SELECTED PASSAGE:
- - -
Oct 11, 2007

Paper on Bunyan

For those interested, here is a beginning look at the basics of the independent research project I am doing on John Bunyan. In light of the Piper/Dever discussion on the role of baptism in determining church fellowship, I thought it would be helpful to do some historical research on the subject.

THESIS STATEMENT:
Bunyan's controversy with 17th century London Baptist clergymen regarding the role of baptism in determining a basis for admittance to fellowship and communion indicates the presence of divergent views regarding baptism within the history of the Baptist movement.
- - -
Excerpts from a point labeling dataset
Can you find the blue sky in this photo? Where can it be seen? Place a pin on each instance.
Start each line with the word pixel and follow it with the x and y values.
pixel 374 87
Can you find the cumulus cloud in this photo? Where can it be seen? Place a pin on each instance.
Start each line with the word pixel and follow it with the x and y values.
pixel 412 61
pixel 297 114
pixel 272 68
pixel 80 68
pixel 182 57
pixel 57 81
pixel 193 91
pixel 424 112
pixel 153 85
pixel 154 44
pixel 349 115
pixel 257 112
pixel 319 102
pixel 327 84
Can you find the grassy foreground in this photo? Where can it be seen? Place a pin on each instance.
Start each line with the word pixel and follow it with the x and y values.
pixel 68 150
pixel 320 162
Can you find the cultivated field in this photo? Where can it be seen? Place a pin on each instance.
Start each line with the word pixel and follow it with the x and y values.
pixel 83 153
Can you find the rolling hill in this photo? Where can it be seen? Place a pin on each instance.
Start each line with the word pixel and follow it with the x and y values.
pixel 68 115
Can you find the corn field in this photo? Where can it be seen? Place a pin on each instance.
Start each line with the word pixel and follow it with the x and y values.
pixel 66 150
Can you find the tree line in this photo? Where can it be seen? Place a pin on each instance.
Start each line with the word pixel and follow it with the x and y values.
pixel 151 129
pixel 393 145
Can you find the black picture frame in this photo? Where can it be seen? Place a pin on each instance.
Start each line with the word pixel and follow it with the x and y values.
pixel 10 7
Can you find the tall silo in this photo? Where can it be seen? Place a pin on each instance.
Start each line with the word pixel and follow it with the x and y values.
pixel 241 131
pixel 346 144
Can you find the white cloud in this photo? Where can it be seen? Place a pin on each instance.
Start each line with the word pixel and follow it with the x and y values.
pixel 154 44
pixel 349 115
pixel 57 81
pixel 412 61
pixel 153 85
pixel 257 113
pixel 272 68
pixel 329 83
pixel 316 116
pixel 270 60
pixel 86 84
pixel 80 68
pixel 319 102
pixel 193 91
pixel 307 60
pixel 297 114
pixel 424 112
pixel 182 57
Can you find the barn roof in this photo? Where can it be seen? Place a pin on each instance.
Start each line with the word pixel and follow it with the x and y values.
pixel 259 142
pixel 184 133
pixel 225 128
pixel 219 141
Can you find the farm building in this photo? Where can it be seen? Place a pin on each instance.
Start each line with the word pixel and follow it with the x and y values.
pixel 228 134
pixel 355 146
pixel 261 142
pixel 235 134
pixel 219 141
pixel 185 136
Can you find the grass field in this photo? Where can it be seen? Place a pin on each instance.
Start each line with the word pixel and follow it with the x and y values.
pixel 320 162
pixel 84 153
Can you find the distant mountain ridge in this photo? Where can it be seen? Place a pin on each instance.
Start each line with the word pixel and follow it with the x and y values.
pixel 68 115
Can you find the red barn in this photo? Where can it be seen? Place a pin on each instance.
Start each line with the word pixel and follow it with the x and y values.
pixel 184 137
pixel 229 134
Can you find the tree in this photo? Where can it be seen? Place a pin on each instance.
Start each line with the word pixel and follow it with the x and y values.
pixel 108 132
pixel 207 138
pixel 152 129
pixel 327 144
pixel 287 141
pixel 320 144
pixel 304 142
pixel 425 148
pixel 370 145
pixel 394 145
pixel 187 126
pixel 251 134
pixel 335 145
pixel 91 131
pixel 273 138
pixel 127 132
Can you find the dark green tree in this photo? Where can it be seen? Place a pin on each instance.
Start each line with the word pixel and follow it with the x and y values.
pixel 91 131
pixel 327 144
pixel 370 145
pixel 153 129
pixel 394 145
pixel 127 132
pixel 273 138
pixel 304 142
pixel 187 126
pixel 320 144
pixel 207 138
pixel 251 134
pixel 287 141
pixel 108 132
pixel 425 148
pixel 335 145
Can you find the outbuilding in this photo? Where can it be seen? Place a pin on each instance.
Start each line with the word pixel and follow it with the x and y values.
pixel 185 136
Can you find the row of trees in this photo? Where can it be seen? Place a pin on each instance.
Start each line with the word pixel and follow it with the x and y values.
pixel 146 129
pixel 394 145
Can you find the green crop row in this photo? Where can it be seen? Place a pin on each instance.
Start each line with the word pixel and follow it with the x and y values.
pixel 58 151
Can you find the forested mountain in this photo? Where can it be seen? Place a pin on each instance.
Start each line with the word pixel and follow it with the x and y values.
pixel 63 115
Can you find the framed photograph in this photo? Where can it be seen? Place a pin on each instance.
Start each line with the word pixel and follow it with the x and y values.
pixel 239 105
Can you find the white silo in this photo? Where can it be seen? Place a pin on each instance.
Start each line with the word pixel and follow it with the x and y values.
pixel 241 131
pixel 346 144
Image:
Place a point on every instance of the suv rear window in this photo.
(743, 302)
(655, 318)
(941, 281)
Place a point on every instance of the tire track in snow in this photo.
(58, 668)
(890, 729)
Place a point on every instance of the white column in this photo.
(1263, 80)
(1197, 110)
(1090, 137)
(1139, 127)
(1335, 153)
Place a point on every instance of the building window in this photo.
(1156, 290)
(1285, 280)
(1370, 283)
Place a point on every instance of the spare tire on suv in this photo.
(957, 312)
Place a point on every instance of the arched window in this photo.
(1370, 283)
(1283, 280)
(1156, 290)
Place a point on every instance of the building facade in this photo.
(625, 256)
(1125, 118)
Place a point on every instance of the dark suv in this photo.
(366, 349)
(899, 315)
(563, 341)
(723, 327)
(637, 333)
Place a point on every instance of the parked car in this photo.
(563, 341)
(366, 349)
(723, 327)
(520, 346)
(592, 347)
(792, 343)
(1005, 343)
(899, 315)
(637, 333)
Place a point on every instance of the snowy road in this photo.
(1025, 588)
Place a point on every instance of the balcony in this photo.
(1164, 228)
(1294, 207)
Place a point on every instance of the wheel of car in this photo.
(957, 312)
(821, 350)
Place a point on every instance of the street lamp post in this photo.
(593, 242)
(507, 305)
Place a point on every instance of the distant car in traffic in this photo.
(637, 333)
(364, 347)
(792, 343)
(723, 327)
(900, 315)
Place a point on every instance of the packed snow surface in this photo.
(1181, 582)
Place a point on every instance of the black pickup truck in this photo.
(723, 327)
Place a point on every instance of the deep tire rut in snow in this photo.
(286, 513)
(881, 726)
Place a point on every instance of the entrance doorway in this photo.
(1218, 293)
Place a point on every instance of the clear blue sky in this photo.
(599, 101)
- - -
INSTRUCTIONS:
[1] Can you print the full post on Bunyan, word for word?
[2] Could you return, word for word, the lines of the records from the one containing "Place a point on every instance of the black" through the last line of the records, both ends included?
The post on Bunyan and the records are unrelated material.

EXPECTED ANSWERS:
[1]
Oct 11, 2007

Paper on Bunyan

For those interested, here is a beginning look at the basics of the independent research project I am doing on John Bunyan. In light of the Piper/Dever discussion on the role of baptism in determining church fellowship, I thought it would be helpful to do some historical research on the subject.

THESIS STATEMENT:
Bunyan's controversy with 17th century London Baptist clergymen regarding the role of baptism in determining a basis for admittance to fellowship and communion indicates the presence of divergent views regarding baptism within the history of the Baptist movement.

[2]
Place a point on every instance of the black pickup truck in this photo.
(723, 327)
Place a point on every instance of the deep tire rut in snow in this photo.
(286, 513)
(881, 726)
Place a point on every instance of the entrance doorway in this photo.
(1218, 293)
Place a point on every instance of the clear blue sky in this photo.
(599, 101)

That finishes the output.